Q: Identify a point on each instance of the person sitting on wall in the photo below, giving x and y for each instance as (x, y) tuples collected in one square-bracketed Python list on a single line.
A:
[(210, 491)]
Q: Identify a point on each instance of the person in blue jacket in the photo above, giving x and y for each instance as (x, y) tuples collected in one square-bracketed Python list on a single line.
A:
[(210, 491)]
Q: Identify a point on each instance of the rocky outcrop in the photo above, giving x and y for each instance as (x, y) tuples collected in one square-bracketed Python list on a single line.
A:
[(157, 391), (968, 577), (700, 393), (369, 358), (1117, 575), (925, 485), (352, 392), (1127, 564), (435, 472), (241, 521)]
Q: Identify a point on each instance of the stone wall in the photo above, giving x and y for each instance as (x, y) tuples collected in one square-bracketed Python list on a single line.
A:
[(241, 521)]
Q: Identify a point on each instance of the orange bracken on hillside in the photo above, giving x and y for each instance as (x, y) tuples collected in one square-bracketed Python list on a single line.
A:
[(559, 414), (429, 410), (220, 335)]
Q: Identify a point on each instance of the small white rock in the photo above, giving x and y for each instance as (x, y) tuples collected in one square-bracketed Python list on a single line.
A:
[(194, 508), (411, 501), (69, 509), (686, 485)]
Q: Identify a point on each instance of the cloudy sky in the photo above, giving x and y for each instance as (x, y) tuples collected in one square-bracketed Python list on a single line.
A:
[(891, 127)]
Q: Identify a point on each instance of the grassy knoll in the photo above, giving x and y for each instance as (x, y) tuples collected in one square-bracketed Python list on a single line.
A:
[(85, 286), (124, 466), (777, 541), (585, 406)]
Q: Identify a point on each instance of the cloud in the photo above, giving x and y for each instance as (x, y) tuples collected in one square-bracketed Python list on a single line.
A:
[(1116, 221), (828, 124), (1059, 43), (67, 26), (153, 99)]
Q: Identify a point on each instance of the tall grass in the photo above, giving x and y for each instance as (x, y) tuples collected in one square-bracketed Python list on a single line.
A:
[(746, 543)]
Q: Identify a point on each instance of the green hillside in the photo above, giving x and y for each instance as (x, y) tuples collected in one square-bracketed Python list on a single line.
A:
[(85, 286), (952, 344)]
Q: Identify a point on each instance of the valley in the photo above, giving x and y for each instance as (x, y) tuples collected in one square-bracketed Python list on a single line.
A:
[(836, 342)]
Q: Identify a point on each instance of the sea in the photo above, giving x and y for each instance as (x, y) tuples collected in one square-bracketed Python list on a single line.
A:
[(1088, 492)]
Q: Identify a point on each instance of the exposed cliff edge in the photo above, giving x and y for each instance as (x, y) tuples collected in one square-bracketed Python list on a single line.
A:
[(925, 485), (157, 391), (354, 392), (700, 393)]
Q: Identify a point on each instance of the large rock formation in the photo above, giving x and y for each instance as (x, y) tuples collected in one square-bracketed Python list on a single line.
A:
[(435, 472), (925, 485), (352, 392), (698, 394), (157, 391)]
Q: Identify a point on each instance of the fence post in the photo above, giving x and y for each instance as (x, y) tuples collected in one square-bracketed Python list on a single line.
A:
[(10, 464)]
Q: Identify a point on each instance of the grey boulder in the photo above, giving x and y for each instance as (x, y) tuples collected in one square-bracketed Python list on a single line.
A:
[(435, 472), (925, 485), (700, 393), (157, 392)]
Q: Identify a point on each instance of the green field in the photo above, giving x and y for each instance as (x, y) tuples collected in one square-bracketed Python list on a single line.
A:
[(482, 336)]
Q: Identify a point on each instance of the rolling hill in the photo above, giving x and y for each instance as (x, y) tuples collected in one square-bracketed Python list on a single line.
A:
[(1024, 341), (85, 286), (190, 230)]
☆ ☆ ☆ ☆ ☆
• **To do**:
Going through the entries above, report how many lines include the string "hillside". The number alone is the answer.

• **Written response**:
2